◆ Given passage:
The governor struck a hopeful tone in his 19-minute speech but emphasized, as he has for weeks, how important it is for Coloradans to obey the state stay-at-home order.

“The sheer size of this crisis has forced us to take a series of drastic measures that we would have thought unthinkable, unimaginable just a month ago,” Polis said, later adding, “By staying home, wearing a mask when you go out, practicing proper physical distancing and proper hygiene — you are literally saving lives.”

Like so much else since March 5, when Polis announced the state’s first known cases of the virus, the address was unprecedented. It’s the first time Polis has requested TV and radio stations give him time to speak directly to the public since he took office in January 2019.

As of the governor’s address, Colorado has counted a total of 5,172 known cases of the coronavirus, 994 hospitalizations and 150 deaths. Because of a lack of testing, experts say, Colorado’s known case count is dramatically short of reality.

An estimated 17,000 to 18,000 Coloradans have the virus or have had it, public health officials said in a call with reporters several hours before the governor’s address. The officials also estimated that 30%-40% of Coloradans will catch the virus in the coming months, and that 5% of those people will require hospitalization.

Polis has declined up to this point to guess when the number of new coronavirus cases in Colorado will peak and offered no specifics Monday.

◆ Listed records:
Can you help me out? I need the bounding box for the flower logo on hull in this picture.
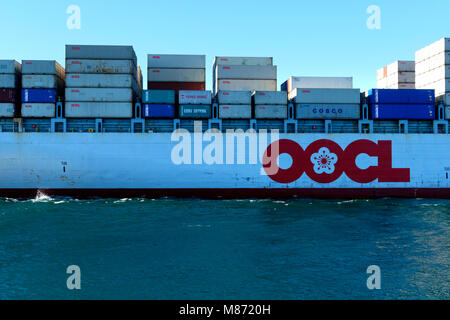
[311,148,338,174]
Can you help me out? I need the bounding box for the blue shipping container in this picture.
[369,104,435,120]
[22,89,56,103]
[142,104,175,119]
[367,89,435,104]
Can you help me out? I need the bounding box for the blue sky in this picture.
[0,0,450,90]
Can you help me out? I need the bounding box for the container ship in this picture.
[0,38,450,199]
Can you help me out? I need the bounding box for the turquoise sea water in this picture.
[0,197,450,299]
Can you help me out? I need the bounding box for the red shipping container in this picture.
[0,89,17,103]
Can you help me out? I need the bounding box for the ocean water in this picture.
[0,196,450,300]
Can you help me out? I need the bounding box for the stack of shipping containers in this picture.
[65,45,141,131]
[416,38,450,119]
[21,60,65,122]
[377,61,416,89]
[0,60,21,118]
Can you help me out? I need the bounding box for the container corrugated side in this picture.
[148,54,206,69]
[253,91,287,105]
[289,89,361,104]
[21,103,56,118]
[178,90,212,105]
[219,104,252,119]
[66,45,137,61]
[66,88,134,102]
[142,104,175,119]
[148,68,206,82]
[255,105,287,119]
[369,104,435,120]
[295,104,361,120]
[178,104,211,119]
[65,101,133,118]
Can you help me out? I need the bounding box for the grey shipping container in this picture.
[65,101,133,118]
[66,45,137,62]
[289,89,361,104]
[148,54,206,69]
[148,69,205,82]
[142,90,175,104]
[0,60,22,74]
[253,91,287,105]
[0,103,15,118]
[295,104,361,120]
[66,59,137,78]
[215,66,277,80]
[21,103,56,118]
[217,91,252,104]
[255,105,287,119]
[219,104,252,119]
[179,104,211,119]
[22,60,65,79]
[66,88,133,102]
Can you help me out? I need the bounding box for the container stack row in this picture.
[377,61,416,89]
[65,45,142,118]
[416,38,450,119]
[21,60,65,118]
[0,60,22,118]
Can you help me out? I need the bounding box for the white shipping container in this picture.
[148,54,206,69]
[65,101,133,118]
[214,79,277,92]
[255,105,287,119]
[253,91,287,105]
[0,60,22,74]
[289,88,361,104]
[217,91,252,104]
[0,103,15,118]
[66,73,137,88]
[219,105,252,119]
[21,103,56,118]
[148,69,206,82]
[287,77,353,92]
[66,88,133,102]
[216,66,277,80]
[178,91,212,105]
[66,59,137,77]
...
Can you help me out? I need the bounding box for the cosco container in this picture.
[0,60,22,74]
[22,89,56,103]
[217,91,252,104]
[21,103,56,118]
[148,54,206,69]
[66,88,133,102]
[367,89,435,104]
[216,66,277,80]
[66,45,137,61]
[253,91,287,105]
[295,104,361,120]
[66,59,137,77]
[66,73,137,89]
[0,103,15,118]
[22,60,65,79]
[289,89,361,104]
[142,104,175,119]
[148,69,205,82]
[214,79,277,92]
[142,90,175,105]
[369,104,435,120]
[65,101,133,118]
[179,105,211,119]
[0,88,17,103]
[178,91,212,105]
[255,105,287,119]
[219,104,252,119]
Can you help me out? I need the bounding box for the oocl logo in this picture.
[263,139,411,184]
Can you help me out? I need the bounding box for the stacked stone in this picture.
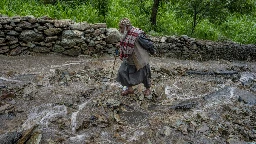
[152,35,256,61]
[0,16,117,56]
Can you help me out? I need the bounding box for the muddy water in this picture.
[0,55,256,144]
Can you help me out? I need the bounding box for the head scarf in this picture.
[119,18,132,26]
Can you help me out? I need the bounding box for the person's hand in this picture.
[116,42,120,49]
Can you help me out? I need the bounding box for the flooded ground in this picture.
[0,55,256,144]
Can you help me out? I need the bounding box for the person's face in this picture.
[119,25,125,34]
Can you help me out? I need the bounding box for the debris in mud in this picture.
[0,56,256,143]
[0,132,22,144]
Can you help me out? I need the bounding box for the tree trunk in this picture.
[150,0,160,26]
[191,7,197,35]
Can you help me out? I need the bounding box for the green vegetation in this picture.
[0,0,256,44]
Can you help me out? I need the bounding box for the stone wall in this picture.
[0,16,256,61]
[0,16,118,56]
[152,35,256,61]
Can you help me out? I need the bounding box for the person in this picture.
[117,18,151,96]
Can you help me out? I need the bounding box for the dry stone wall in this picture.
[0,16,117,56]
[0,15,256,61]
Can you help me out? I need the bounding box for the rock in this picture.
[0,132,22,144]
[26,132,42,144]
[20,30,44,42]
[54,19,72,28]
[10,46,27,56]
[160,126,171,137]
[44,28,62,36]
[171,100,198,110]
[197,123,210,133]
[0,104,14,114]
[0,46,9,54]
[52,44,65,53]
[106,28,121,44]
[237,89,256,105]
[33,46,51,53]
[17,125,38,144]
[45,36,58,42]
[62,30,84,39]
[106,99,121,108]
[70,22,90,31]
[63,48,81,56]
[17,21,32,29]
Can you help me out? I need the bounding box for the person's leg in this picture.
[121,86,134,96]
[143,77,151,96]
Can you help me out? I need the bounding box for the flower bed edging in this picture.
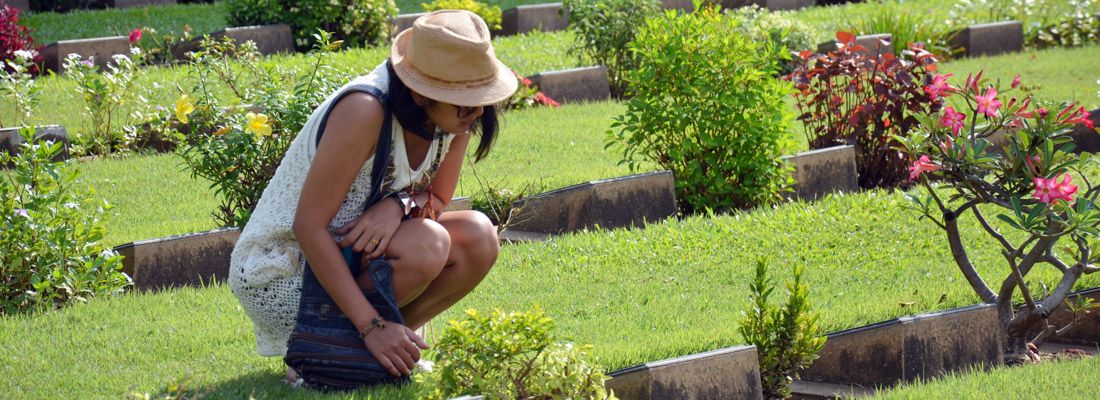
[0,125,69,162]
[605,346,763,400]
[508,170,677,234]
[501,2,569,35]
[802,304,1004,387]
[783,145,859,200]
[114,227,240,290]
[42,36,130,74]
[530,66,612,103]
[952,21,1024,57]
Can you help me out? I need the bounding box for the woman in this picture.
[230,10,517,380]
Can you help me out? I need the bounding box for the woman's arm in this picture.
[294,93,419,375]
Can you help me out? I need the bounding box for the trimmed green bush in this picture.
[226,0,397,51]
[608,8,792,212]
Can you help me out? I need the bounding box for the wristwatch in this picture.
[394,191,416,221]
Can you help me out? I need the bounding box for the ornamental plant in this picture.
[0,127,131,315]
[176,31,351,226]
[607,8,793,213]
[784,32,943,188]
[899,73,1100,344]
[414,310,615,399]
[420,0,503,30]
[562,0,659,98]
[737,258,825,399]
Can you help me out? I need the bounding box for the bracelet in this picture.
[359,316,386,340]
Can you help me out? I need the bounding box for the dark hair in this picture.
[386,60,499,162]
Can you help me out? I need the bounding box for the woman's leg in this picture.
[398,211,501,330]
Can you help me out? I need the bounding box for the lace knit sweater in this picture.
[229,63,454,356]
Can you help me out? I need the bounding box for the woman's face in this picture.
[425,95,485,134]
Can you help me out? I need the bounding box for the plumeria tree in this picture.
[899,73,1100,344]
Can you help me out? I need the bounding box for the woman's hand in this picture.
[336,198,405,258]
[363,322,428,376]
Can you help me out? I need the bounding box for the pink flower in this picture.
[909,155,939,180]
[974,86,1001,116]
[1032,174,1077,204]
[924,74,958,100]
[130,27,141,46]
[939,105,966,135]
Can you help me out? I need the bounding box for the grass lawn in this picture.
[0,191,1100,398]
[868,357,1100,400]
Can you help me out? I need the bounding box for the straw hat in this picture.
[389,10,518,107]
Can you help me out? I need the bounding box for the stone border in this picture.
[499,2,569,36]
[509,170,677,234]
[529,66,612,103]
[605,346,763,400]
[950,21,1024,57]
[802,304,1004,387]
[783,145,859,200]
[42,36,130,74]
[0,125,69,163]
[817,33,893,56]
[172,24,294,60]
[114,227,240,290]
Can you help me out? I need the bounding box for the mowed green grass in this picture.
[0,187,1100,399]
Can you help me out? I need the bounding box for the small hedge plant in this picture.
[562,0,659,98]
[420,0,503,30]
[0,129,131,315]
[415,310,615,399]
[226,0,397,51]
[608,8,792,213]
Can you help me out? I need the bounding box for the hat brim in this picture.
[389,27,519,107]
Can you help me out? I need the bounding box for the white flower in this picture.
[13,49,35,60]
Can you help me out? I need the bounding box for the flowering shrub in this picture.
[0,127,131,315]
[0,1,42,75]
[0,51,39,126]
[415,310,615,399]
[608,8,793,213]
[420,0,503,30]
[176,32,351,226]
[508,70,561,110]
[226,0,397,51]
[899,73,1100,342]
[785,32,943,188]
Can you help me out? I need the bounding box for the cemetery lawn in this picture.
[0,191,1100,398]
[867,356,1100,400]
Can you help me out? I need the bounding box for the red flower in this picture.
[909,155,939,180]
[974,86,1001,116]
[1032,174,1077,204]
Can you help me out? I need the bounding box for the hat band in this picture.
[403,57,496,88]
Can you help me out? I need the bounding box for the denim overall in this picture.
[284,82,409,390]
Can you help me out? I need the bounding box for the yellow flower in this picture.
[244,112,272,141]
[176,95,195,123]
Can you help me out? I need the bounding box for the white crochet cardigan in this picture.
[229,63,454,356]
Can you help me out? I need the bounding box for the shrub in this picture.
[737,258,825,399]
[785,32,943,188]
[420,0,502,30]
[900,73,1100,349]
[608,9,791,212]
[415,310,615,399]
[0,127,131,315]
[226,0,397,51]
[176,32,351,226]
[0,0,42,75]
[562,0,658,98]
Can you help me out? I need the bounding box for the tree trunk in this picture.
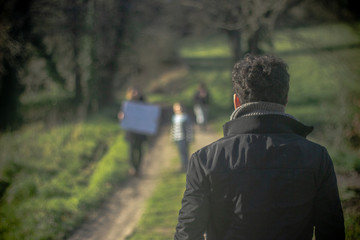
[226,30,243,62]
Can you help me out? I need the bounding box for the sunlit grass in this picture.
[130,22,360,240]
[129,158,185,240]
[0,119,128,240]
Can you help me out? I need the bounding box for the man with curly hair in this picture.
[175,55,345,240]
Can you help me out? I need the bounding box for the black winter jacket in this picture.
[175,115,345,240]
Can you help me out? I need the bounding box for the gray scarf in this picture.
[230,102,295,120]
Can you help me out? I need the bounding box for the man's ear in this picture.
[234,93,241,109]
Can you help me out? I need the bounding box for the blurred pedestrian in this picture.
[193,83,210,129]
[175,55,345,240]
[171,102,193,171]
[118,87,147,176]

◆ Exercises:
a - In the passage on Colorado's coronavirus response, how many deaths had the state counted as of the governor's address?
b - Write a continuation of the passage on Colorado's coronavirus response, picking up right after its last sentence.

◆ Your responses:
a - 150 deaths.

b -
“We all want a timeline,” he said. “When will this nightmare be over?”

The peak of hospitalizations, he has said, will likely come a week or two after the case peak, and officials and health care providers are working feverishly to avoid a scenario in which the health care system in the state is overwhelmed and unable to effectively treat all patients in need.

On the earlier press call, state health officials reiterated what Polis has been saying for weeks: The date and severity of the peak depend on how seriously the state takes social distancing.

Denverites have already been assured their activities will be restricted through at least the end of the month. Mayor Michael Hancock made that official Monday afternoon, extending Denver’s stay-at-home order until April 30 prior to the governor’s address.

Polis spoke Monday of the heartache he feels over the economic decline the virus, by way of shutdown orders, has wrought. More than 4% of the state’s labor force has filed for unemployment in the last three weeks. But the cost of not closing down nonessential activities would be higher, he said.

“If the choice is between a temporary shutdown and a catastrophic loss of life, the choice is clear,” the governor said. “These closures and restrictions will be temporary. But when you lose a life, you lose it forever.

“And in fact, the economic consequences will be even more severe and more prolonged if we completely overload our hospitals. The longer this economic paralysis lasts, the fewer jobs there will be to return to, and the more difficult the recovery will be.”

He obliquely criticized the federal response to the pandemic.

“Like many of you,” he told viewers, “I am beyond furious that we have been forced to shut down large portions of our economy — putting tens of thousands out of a job — because the wealthiest nation on the face of the earth doesn’t have the supplies and testing that we need to mount a proper, more targeted response.”

Polis encouraged people to socialize and support one another to the extent possible — on video calls, by joining in communal howls at 8 p.m. — and asked for patience.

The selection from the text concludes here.